* **Page excerpt**
I have been described in the past as a communist, although I prefer the term Anarco-libertarian, but this is my idealistic position. In reality, I certainly lean more towards the communist side, as humanity as a whole is too immature and to complex in its systems of defunding the poor to dismantle entirely.

That said, I maintain that there are several key infrustructures that any country must have absolute control over in order to truely be sovereign.
These include:
1. Energy
2. Water
3. Food production and/or distribution.
4. Public transportation

With publically owned energy, there is none of this tarrif switching, or unfairness in being unable to do so, we would all pay the same rate/unit, which is dictated by a centralised government. This would be particuarly useful with the current Russian situation, as those in charge could not attempt to channel Russian crude through independant companies, mixing Russian and Foreign oils at a 49.9:50.1 ratio in order to cover up the origin of the product. Particularly with vehicle fuels again seeing record profits and having "more money than we know what to do with" - yes, that's because you're profiteering at the cost of those who really can't afford your bullshit. Government control of all energy supplies and production should (barring any internal corruption, of which there is always some) allow for fairer prices for all.

* **Tasks to carry out**
**A.** Could you quote the opinion piece on public ownership, starting at "4. Public transportation" and ending at "prices for all."?
**B.** Can you carry the opinion piece on public ownership of energy, water, food and transport on from the point where it stops?
The entries that come next have nothing to do with the opinion piece on public ownership.

* **Raw data**
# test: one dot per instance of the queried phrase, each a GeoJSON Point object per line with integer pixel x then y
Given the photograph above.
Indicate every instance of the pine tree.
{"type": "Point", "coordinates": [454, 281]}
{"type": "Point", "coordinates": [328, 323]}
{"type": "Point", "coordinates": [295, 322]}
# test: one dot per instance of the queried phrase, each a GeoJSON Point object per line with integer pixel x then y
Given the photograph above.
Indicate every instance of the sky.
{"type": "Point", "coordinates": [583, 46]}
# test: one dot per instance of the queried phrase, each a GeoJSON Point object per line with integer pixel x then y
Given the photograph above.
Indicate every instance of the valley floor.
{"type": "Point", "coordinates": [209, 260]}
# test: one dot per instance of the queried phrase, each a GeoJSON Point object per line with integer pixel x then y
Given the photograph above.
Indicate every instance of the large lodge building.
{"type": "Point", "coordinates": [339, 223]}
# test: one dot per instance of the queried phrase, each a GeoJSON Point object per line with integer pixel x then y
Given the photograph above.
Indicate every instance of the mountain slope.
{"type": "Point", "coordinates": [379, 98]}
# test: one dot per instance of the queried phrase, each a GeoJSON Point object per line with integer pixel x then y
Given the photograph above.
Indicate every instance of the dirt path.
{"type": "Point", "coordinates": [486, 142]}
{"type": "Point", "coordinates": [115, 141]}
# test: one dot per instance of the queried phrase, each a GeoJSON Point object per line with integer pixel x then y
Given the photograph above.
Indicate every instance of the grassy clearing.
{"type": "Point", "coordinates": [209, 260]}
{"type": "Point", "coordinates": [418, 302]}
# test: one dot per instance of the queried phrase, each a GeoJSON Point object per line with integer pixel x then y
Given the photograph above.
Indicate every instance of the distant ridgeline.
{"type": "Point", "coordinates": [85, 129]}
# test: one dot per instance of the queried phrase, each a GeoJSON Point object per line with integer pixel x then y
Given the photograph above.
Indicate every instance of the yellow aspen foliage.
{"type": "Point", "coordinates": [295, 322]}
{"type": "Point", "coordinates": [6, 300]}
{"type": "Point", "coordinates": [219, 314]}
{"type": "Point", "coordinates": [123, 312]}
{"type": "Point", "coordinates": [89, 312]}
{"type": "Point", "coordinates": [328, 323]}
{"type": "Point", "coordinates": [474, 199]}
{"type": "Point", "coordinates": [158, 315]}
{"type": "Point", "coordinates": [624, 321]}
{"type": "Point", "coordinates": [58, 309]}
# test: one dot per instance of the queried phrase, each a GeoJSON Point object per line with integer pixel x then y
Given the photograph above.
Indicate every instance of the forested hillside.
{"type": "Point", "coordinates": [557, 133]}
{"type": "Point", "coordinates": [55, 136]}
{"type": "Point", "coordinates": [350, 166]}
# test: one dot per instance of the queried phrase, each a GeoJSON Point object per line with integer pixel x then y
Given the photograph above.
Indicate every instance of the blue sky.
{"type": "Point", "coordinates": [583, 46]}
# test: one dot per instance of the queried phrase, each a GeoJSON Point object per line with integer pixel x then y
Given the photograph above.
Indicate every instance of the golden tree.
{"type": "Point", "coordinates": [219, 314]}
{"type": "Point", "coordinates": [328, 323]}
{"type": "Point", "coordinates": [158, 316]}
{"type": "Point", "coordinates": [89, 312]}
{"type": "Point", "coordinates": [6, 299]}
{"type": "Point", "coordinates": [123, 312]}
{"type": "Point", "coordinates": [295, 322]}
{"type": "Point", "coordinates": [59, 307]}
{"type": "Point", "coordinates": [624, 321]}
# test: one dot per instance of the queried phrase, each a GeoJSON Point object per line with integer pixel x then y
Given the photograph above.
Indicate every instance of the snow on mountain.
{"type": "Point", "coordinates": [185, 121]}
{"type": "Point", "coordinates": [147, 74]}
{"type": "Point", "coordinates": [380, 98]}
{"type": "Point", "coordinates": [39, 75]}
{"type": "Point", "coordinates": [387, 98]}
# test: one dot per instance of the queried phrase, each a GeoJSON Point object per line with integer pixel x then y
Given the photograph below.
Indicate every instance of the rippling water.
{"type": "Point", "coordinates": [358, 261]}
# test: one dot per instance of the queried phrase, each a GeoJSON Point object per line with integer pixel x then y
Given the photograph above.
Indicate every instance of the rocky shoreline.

* **Task answers**
**A.**
4. Public transportation

With publically owned energy, there is none of this tarrif switching, or unfairness in being unable to do so, we would all pay the same rate/unit, which is dictated by a centralised government. This would be particuarly useful with the current Russian situation, as those in charge could not attempt to channel Russian crude through independant companies, mixing Russian and Foreign oils at a 49.9:50.1 ratio in order to cover up the origin of the product. Particularly with vehicle fuels again seeing record profits and having "more money than we know what to do with" - yes, that's because you're profiteering at the cost of those who really can't afford your bullshit. Government control of all energy supplies and production should (barring any internal corruption, of which there is always some) allow for fairer prices for all.

**B.**
Water is an essential to life (and it could be argued a key factor in the current Russo-Ukrainian war due to the closing of the North Crimean canal, as well as other conflicts through history), thus it should never be possible for a privately owned company to control this asset. It is innately strategic.

Food production is already government subsidised, although I see no reason why the government couldn't own their own farms in a sort of neo-feudalism. As long as the rights of farmers are protected, which they easily can be, this system can be made functional. Equally, food distribution is a massive industry that the large chains have hold of by the short and curlies. Record profits every year as people increasingly can't afford to put food on the table, and farmers are underpaid for their goods because the shops have to take a share at every stage of the procedure. This system is rotten. I'm not old enough to remember the 1950's, but that's when price control was removed from the government and given to individual businesses. This killed small food distributors for the most part - and it ruins our food economy today.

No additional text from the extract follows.